Consignas de trabajo.
**1.** Devuelve sin cambios el pasaje del fragmento seleccionado que va de "Quizás se pueda" a "reparar una o dos)".
**2.** Responde estas preguntas a partir del fragmento seleccionado:
(a) En la moto de Chiniums, ¿hacia dónde se mueve el pedal para poner los cambios?
(b) ¿Qué tensión y qué recorrido figuran en el solenoide que propone DOSMETROS?
(c) Según locodelafonola, ¿cómo debe ser la actuación de los solenoides?
**3.** Resume el fragmento seleccionado en tres oraciones.

Fragmento seleccionado.
========
Quizás se pueda adaptar un solenoide proporcional, en ese si entra el manejo de sensores de posición, pwm y otras yerbas electrónicas, la "única" contra es el costo o la complejidad para hacerlo (pero es posible hacerlo, de hecho alguna vez tuve que reparar una o dos)


----------



## Chiniums (Jul 10, 2018)

Algo así podría Funcionar?


----------



## DOSMETROS (Jul 10, 2018)

*Chiniums *, en tu moto cada cambio es una patadita al pedal , idem para bajar o cómo es ?


----------



## Chiniums (Jul 10, 2018)

Claro. Los cambios se ponen para abajo. Y para sacar los cambios es para arriba.


----------



## DOSMETROS (Jul 10, 2018)

Ok entonces el solenoide que te dije , algo así :

Push Pull Solenoid, 12VDC, 1'' Travel


----------



## Chiniums (Jul 10, 2018)

Voy a probar con el solenoide que me decís y les cuento cómo me fue. 
Muchas gracias.


----------



## DOSMETROS (Jul 10, 2018)

Hay unos solenoides "apagadores de bomba diesel" y otros "chanchita de arranque" pero solo tiran , sinó :

https://www.google.com./search?biw=....0....0...1c.1.64.img..1.0.0....0.ytyIRGOTJzk


----------



## locodelafonola (Jul 10, 2018)

Hola alli el primer problema que tuviste ., fue que anluaste la parte mecanica fudamental-
Es algo tan simple como una palanca ., si bien  se acciona con el pie ., su largo esta diseñado para vencer el resorte interno que desplaza el engranaje internamente (caja ciclica ).,
Por empezar  consegui una palanca de "enpeine y taco"., tipo balancin que entre en la estrias del eje ., si es posible de chapa estanpada (no fundicion).,
Asi es mas faciil alargarla en los brazos ., y los solenoides no seran nesesarios con tanta fuerza y los colocarias invertidos.,
Uno seria para subir de cambio y otro para bajar de cambio eso si ., la actucion sera momentanea (NO PERMANENTE) .,
El resorte interno tiene que volver a su lugar rapidamente .,  y no quedar engranado el desplazamiento


----------



## DOSMETROS (Jul 10, 2018)

DOSMETROS dijo:


> Me parece que con *dos solenoides acoplados al pedalín* de los cambios, los haría de un solo saque y sin problemas ni esperas , ni reducciones, ni engranajes , ni cadenas.
> Inclusive un solo solenoide con núcleo magnético haría solo el trabajo (según la polaridad aplicada , tira o empuja)
========
(Entradas de señalamiento y etiquetado)
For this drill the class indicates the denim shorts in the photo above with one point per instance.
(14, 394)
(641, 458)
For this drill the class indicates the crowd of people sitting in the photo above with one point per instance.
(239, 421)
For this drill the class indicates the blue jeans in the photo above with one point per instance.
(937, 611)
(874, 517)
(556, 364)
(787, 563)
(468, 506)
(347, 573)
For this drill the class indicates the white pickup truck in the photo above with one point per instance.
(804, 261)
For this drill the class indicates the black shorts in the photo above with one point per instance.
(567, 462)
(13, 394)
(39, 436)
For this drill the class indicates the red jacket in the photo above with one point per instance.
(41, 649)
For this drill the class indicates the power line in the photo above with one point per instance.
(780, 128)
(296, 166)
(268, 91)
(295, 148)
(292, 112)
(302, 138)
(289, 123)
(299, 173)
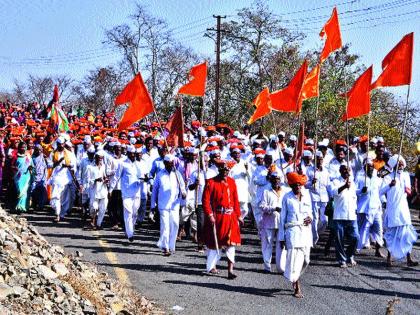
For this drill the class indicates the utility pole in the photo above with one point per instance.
(218, 31)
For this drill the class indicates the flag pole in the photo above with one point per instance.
(403, 130)
(367, 149)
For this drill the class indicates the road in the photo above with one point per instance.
(179, 281)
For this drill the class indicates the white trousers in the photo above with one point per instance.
(131, 206)
(268, 236)
(297, 259)
(244, 209)
(319, 219)
(169, 224)
(213, 258)
(98, 207)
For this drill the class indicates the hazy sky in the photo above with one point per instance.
========
Soluciones desarrolladas.
**1.**
Quizás se pueda adaptar un solenoide proporcional, en ese si entra el manejo de sensores de posición, pwm y otras yerbas electrónicas, la "única" contra es el costo o la complejidad para hacerlo (pero es posible hacerlo, de hecho alguna vez tuve que reparar una o dos)

**2.**
(a) Hacia abajo.
(b) 12 VDC y una pulgada de recorrido.
(c) Momentánea, no permanente.

**3.** Se plantea que podría adaptarse un solenoide proporcional para mover el pedal de cambios de una moto, aunque su costo o su complejidad son la contra. Chiniums explica que los cambios se ponen hacia abajo y se sacan hacia arriba, y DOSMETROS le sugiere un solenoide de empuje y tracción de 12 VDC con una pulgada de recorrido, que Chiniums dice que va a probar. Por su parte, locodelafonola recomienda una palanca tipo balancín de empeine y taco con dos solenoides invertidos de actuación momentánea, uno para subir y otro para bajar de cambio.